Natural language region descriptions
————————
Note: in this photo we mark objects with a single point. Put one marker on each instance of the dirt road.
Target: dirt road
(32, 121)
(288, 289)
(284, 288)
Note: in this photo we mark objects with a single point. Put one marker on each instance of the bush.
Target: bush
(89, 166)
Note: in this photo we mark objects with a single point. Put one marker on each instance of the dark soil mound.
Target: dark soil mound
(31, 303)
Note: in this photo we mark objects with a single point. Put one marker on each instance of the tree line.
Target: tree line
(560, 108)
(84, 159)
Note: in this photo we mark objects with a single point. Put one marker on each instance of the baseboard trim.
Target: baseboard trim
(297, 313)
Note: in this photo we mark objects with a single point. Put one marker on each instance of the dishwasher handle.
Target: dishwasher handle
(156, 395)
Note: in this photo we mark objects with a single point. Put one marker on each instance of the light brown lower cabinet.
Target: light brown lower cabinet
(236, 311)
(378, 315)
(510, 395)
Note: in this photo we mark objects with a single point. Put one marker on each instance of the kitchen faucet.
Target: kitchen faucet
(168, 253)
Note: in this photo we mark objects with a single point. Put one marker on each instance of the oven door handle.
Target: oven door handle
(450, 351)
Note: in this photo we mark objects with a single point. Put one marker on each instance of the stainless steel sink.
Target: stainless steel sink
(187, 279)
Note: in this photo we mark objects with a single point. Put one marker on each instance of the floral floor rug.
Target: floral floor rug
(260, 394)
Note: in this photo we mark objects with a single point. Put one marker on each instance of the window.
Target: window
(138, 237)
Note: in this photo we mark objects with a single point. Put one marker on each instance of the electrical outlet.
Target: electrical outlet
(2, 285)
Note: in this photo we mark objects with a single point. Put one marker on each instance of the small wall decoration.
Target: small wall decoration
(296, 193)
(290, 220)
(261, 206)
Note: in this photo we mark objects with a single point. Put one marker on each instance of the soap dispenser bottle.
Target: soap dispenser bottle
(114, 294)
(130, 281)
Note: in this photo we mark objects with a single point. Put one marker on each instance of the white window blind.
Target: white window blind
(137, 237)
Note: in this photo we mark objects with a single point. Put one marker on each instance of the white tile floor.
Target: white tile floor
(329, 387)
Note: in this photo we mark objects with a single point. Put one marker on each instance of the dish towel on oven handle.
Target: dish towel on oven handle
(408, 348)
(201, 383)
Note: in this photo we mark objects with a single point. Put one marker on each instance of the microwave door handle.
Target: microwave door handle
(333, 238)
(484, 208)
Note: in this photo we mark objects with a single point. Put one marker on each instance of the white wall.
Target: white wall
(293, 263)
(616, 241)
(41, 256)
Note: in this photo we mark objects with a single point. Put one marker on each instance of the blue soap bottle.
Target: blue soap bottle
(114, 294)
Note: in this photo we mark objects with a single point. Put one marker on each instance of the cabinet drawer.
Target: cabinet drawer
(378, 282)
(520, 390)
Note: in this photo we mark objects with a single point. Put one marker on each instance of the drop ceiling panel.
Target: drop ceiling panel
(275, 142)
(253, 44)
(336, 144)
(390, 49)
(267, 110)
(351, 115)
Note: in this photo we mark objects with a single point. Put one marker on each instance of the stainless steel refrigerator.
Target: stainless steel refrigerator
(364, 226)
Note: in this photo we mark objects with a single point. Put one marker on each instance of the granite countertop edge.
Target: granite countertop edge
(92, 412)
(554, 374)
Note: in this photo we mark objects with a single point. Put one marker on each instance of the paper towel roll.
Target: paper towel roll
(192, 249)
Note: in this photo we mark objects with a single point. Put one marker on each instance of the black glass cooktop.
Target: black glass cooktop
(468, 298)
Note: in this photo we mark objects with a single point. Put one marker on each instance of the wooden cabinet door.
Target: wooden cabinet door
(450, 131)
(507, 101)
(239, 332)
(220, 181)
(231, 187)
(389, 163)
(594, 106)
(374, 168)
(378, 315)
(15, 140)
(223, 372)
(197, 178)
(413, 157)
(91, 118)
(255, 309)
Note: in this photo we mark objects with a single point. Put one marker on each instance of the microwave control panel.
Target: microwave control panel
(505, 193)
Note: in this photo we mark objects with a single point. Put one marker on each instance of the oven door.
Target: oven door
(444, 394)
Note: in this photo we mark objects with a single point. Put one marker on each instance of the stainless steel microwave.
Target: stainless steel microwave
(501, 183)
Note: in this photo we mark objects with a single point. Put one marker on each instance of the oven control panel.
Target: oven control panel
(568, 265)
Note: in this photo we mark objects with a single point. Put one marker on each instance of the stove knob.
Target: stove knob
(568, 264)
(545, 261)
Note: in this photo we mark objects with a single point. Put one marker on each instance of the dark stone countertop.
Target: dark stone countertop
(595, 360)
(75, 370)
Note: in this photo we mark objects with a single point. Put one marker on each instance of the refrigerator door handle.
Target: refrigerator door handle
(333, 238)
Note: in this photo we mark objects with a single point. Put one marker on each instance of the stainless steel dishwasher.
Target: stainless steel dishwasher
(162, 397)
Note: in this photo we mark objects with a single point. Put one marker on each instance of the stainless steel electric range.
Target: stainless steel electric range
————————
→ **WHAT IS REQUIRED**:
Your answer is a single number: the count of lines in the records holding the string "range".

→ **RESPONSE**:
2